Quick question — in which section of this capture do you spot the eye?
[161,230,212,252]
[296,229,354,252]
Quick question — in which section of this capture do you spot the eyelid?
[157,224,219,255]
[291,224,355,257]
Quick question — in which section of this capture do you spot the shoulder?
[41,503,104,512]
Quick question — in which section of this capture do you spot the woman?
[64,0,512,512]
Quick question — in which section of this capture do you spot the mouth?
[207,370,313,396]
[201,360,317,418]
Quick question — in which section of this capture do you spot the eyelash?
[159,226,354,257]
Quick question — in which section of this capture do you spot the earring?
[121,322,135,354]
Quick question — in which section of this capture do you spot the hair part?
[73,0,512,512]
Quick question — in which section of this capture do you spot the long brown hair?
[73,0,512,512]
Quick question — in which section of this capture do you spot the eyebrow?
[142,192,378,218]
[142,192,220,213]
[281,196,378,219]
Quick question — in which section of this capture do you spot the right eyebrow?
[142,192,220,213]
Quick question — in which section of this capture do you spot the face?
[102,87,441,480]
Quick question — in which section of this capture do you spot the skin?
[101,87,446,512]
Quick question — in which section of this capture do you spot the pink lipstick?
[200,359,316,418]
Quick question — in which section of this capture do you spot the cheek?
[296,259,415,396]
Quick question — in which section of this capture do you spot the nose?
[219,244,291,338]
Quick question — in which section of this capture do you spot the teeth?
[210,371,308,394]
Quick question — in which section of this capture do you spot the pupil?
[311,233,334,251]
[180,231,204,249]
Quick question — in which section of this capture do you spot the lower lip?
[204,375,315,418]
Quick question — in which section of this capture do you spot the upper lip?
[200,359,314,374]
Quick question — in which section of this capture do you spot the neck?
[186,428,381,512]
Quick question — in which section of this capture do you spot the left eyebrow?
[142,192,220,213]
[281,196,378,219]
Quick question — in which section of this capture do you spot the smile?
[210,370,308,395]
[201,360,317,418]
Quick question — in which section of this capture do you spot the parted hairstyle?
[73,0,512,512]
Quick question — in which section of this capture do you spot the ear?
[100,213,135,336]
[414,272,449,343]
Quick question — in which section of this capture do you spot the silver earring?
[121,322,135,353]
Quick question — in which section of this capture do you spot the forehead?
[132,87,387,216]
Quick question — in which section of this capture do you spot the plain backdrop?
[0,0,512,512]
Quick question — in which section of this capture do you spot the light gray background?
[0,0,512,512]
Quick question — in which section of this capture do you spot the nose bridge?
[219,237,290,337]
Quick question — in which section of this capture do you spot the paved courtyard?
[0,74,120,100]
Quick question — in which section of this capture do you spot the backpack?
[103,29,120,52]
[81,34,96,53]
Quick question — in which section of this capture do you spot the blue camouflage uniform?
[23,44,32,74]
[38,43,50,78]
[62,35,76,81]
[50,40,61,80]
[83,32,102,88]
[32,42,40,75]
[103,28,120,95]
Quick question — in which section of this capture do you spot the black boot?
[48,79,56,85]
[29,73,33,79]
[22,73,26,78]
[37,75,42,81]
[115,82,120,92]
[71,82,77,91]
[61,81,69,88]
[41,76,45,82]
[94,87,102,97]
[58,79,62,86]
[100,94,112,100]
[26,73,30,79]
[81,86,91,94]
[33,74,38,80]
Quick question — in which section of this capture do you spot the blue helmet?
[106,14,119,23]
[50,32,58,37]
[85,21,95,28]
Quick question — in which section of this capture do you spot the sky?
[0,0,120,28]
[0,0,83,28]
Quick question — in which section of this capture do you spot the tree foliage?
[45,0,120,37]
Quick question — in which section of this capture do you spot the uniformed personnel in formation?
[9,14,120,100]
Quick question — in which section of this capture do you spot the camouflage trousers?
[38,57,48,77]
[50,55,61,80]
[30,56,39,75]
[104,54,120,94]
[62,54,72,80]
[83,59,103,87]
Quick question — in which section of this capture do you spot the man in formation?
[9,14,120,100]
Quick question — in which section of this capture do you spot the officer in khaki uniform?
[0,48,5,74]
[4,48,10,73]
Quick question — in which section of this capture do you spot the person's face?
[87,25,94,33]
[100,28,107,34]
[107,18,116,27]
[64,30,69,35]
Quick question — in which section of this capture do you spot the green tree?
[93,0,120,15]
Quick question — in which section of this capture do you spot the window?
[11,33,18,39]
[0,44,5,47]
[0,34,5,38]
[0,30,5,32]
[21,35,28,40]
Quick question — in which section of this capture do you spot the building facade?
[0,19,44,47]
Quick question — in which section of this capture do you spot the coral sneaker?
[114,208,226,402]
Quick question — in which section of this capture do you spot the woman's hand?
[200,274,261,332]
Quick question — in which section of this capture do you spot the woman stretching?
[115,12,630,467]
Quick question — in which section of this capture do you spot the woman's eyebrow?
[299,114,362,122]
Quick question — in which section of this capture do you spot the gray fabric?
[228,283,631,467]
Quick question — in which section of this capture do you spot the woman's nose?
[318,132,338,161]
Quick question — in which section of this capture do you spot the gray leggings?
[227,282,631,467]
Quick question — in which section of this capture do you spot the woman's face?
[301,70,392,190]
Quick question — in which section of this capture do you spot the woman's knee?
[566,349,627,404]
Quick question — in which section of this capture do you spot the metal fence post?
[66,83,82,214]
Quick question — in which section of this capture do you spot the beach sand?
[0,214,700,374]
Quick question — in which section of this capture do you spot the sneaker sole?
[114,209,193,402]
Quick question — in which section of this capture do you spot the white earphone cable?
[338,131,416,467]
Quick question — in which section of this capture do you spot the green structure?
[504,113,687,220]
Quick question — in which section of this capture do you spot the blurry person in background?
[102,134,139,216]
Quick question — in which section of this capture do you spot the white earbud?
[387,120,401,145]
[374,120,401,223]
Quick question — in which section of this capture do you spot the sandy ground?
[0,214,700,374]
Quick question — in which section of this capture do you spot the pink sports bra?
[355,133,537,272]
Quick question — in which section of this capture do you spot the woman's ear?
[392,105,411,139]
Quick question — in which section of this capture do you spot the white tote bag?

▶ _INSTRUCTION_:
Arrange every line of all the entries above as a numbered list, leaving out any blank lines.

▶ _FINISHED ANSWER_:
1. Quick question — in which section of this capture do you spot the eye?
2. [161,230,212,252]
3. [296,229,354,252]
4. Quick question — in which section of this capture do you spot the eyelid?
5. [157,224,219,255]
6. [291,224,355,257]
7. Quick question — in which section of this capture do you spot the shoulder?
8. [41,503,104,512]
9. Quick question — in which section of this capture do you spot the woman?
10. [64,0,512,512]
11. Quick question — in which section of this capture do you spot the mouth?
12. [207,370,313,396]
13. [201,360,317,418]
14. Quick question — in which section of this capture do you spot the eyelash?
15. [159,226,354,257]
16. Quick question — in which section of this capture do you spot the earring?
17. [121,322,135,354]
18. Quick question — in which section of this capture do you spot the hair part?
19. [73,0,512,512]
20. Quick question — in which section of this capture do you spot the long brown hair?
21. [73,0,512,512]
22. Quick question — in which section of this capture do you spot the eyebrow?
23. [142,192,378,218]
24. [142,192,220,213]
25. [281,196,378,219]
26. Quick question — in which section of this capture do you spot the right eyebrow?
27. [142,192,220,213]
28. Quick question — in which section of this capture do you spot the face?
29. [102,87,441,480]
30. Quick question — in which section of this capture do you spot the skin?
31. [101,87,446,512]
32. Quick question — in which section of this capture do you spot the pink lipstick?
33. [200,359,316,418]
34. Quick question — in which section of this capture do you spot the cheek?
35. [296,259,415,396]
36. Quick question — in which section of this capture do you spot the nose?
37. [219,244,291,338]
38. Quick question — in which section of this capture do you spot the teeth?
39. [210,371,308,394]
40. Quick question — in which section of this capture do you spot the pupil?
41. [311,233,334,251]
42. [180,231,204,249]
43. Quick question — in which section of this capture do you spot the lower lip?
44. [204,375,315,418]
45. Quick question — in which section of this capture do you spot the upper lip?
46. [200,359,314,374]
47. Quick question — in which section of this capture do you spot the neck?
48. [186,428,381,512]
49. Quick question — in which section of this capture do you spot the left eyebrow?
50. [142,192,220,213]
51. [281,196,378,219]
52. Quick question — in which section of this capture do you spot the smile?
53. [210,370,308,395]
54. [201,360,317,418]
55. Quick question — in which section of this capture do you spot the parted hairstyle?
56. [73,0,512,512]
57. Quick question — in which section of this capture do you spot the ear?
58. [100,213,135,336]
59. [414,272,449,343]
60. Quick question — in which section of this capture do you spot the silver earring?
61. [121,322,135,353]
62. Quick question — in which section of this capture do you spot the forehead?
63. [132,87,387,216]
64. Quick question — in which section of this capture do you spot the plain backdrop?
65. [0,0,512,512]
66. Quick question — in which section of this capture do you spot the light gray background?
67. [0,0,512,512]
68. Quick question — in which section of this capture do you spot the nose bridge?
69. [219,237,290,337]
70. Quick question — in which section of this capture do you spot the paved courtyard?
71. [0,74,120,100]
72. Quick question — in which section of this capture do you spot the backpack?
73. [103,29,120,52]
74. [81,34,96,53]
75. Quick question — in which section of this capture do you spot the blue camouflage uniform?
76. [23,44,32,74]
77. [38,43,50,78]
78. [62,35,76,81]
79. [50,40,61,80]
80. [83,32,102,88]
81. [32,42,40,75]
82. [103,28,120,95]
83. Quick question — in which section of this capture do you spot the black boot?
84. [48,79,56,85]
85. [29,73,33,79]
86. [22,73,26,78]
87. [37,75,42,81]
88. [115,82,120,92]
89. [71,82,77,91]
90. [61,81,69,88]
91. [41,76,45,82]
92. [94,87,102,97]
93. [58,79,62,86]
94. [100,94,112,100]
95. [26,73,30,79]
96. [81,86,91,94]
97. [33,74,38,80]
98. Quick question — in which section of this capture do you spot the blue helmet?
99. [106,14,119,23]
100. [50,32,58,37]
101. [85,21,95,28]
102. Quick question — in which section of this capture do you spot the sky?
103. [0,0,120,28]
104. [0,0,83,28]
105. Quick question — in which section of this capture do you spot the tree foliage?
106. [45,0,120,37]
107. Quick question — in which section of this capture do you spot the uniformed personnel in formation?
108. [9,14,120,100]
109. Quick question — in which section of this capture do you spot the camouflage trousers?
110. [38,57,48,77]
111. [50,55,61,80]
112. [30,56,39,75]
113. [104,54,120,94]
114. [62,54,72,80]
115. [83,59,103,87]
116. Quick question — in which section of this capture do you spot the man in formation?
117. [9,14,120,100]
118. Quick question — in which section of this capture do you spot the officer in khaki uniform?
119. [0,48,5,74]
120. [4,48,10,73]
121. Quick question — in which section of this capture do you spot the person's face?
122. [87,25,94,33]
123. [100,28,107,34]
124. [107,18,116,27]
125. [64,30,69,35]
126. Quick question — in which section of this capture do you spot the green tree?
127. [93,0,120,15]
128. Quick question — in which section of this capture do you spot the window?
129. [11,33,18,39]
130. [0,44,5,47]
131. [0,34,5,38]
132. [0,30,5,32]
133. [21,35,28,40]
134. Quick question — in which section of this capture do you spot the building facade?
135. [0,19,44,47]
136. Quick question — in which section of this capture do you spot the coral sneaker?
137. [114,208,226,402]
138. Quick question — in which section of this capture do you spot the woman's hand?
139. [200,274,261,332]
140. Quick question — in which section of this capture do you spot the woman stretching?
141. [115,12,630,467]
142. Quick question — in which section of this capture do you spot the woman's eyebrow?
143. [299,114,362,122]
144. Quick question — in which section of this capture do you spot the gray fabric?
145. [228,283,631,467]
146. Quick question — in which section of this capture do you spot the woman's nose?
147. [318,132,338,161]
148. Quick question — in which section of this capture do you spot the gray leggings?
149. [227,282,631,467]
150. Quick question — in which section of this capture do you spot the woman's face?
151. [301,70,392,190]
152. Quick question — in which section of this capture do you spot the woman's knee?
153. [566,349,627,404]
154. Quick question — in which section of this capture do you spot the metal fence post?
155. [66,83,82,214]
156. Quick question — in which section of this capture do you spot the beach sand?
157. [0,214,700,374]
158. Quick question — in which section of this capture do you spot the sneaker sole?
159. [114,209,193,402]
160. Quick question — in which section of this capture do you spot the white earphone cable?
161. [338,131,416,467]
162. Quick question — in which section of this capture do you spot the green structure?
163. [504,113,687,220]
164. Quick question — in which section of this capture do you spot the blurry person in background?
165. [102,134,139,216]
166. Quick question — in which section of this capture do you spot the white earbud?
167. [387,120,401,145]
168. [374,120,401,223]
169. Quick question — in which section of this capture do you spot the sandy ground?
170. [0,214,700,374]
171. Quick question — in which section of this capture do you spot the pink sports bra?
172. [355,133,537,272]
173. Quick question — in which section of this capture do you spot the woman's ear?
174. [392,105,411,139]
175. Quick question — in which section of this capture do you spot the white tote bag?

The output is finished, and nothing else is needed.